Pick up the PostgreSQL query-planning excerpt about the jobs and queues tables after its last line and continue it.

═══ Source extract

Is 3 queues with 1 million jobs each a realistic scenario in your case?

If you have 3000 queues with 1000 jobs each instead the planner can use
an index on queues(priority):

hjp=> explain(analyze)   select *
   from jobs
   join queues on queues.id = jobs.queue_id
   order by priority desc, jobs.id asc
   limit 1
;

╔═════════════════════════════════════════════════════════════════════════════════════════════════════════════════════════════════════════════════════════════╗
║                                                                         QUERY PLAN
                                     ║ 

╟─────────────────────────────────────────────────────────────────────────────────────────────────────────────────────────────────────────────────────────────╢
║ Limit  (cost=1222.42..1222.47 rows=1 width=16) (actual time=9.128..9.129 rows=1 loops=1)
                                     ║ 
║   ->  Incremental Sort  (cost=1222.42..159673.21 rows=3000000 width=16) (actual time=9.127..9.127 rows=1 loops=1)

══════
═══ Supplied data

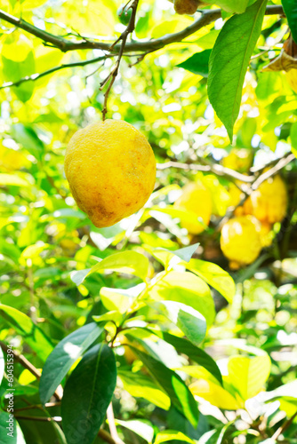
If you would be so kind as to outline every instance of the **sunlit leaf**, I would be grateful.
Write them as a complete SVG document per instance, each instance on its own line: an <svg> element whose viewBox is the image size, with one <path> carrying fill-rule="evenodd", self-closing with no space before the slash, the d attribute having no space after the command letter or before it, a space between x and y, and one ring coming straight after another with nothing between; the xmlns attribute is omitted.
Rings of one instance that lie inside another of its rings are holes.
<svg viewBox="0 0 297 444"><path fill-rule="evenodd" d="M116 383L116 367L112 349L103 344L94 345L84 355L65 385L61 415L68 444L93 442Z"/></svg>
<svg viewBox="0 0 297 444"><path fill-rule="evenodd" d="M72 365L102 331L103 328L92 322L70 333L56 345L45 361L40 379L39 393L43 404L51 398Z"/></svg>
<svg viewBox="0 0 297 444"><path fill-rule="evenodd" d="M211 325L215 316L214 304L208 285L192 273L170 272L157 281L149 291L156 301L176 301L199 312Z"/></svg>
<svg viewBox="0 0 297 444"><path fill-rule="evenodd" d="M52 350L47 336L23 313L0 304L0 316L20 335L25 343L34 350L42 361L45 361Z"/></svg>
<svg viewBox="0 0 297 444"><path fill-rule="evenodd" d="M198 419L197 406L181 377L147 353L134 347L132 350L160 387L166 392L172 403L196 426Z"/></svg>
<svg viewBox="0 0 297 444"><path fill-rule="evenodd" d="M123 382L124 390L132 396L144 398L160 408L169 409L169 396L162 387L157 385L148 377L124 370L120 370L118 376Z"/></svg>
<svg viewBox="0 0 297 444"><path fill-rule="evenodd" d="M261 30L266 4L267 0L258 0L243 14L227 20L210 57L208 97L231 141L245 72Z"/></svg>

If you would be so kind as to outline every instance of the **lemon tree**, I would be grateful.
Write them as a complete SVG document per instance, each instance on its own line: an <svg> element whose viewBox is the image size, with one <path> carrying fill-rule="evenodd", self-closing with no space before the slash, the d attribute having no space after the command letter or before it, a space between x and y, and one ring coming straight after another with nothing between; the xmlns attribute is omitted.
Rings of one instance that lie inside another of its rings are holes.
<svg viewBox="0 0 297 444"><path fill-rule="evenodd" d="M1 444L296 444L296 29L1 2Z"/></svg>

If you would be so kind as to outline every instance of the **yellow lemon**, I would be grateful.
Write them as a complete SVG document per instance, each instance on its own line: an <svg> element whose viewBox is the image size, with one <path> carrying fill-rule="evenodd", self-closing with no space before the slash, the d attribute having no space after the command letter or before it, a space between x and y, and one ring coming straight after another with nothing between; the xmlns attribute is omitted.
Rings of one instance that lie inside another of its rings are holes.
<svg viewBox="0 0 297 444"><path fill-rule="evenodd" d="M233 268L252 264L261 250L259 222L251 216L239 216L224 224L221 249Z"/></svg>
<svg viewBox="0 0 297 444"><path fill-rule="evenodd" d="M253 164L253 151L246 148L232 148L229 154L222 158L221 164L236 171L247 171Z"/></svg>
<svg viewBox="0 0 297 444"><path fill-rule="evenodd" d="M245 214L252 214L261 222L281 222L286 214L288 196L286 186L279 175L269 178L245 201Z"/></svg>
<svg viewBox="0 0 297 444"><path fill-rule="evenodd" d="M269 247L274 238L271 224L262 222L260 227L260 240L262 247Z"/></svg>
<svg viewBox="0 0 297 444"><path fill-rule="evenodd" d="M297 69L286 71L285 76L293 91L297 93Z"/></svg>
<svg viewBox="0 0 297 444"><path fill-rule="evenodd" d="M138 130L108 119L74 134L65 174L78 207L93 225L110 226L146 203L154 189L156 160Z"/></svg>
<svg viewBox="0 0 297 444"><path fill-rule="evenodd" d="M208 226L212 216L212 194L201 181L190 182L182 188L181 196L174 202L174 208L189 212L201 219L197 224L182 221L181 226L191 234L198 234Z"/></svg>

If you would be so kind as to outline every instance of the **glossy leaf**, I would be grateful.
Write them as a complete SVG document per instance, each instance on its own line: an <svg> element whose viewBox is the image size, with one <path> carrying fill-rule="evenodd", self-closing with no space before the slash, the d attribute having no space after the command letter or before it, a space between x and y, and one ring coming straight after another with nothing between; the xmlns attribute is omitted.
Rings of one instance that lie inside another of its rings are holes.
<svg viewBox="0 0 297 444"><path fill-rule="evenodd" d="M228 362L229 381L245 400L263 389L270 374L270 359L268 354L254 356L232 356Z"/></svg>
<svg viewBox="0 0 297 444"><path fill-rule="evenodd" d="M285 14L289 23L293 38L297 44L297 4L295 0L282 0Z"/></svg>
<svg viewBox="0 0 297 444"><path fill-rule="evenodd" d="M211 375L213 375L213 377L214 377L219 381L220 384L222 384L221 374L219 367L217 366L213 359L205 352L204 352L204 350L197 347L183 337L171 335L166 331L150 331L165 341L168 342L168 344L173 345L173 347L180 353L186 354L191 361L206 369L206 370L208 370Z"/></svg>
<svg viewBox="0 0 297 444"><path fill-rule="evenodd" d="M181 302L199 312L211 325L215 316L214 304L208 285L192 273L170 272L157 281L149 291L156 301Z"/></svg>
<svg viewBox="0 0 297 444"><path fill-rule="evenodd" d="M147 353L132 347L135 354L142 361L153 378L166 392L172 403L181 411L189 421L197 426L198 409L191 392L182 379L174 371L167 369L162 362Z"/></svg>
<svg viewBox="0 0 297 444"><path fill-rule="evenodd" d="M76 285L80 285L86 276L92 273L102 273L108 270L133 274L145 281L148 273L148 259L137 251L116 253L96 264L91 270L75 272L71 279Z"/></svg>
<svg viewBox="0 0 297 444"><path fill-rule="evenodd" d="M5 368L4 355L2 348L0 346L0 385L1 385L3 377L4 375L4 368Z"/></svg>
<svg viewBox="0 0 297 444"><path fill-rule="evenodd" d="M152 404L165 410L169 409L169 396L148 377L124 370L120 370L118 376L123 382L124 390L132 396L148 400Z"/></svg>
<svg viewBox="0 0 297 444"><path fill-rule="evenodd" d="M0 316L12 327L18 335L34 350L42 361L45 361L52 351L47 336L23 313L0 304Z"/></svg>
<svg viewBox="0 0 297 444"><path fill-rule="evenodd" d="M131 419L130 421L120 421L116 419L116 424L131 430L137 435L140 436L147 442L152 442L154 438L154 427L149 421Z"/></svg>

══════

* _Right answer_
                                     ║ 
║         Sort Key: queues.priority DESC, jobs.id
                                     ║ 
║         Presorted Key: queues.priority
                                     ║ 
║         Full-sort Groups: 1  Sort Method: top-N heapsort  Average Memory: 25kB  Peak Memory: 25kB
                                     ║ 
║         Pre-sorted Groups: 1  Sort Method: top-N heapsort  Average Memory: 25kB  Peak Memory: 25kB
                                     ║ 
║         ->  Nested Loop  (cost=0.71..107171.21 rows=3000000 width=16) (actual time=0.037..5.824 rows=27001 loops=1)
                                     ║ 
║               ->  Index Scan Backward using queues_priority_idx on queues  (cost=0.28..121.21 rows=3000 width=8)
(actualtime=0.018..0.059 rows=28 loops=1) ║ 
║               ->  Index Only Scan using jobs_queue_id_id_idx on jobs  (cost=0.43..25.68 rows=1000 width=8) (actual
time=0.011..0.119rows=964 loops=28)     ║ 
║                     Index Cond: (queue_id = queues.id)
                                     ║ 
║                     Heap Fetches: 0
                                     ║ 
║ Planning Time: 0.362 ms
                                     ║ 
║ Execution Time: 9.158 ms
                                     ║ 

╚═════════════════════════════════════════════════════════════════════════════════════════════════════════════════════════════════════════════════════════════╝
(13 rows)

hjp=> \d queues
                 Table "public.queues"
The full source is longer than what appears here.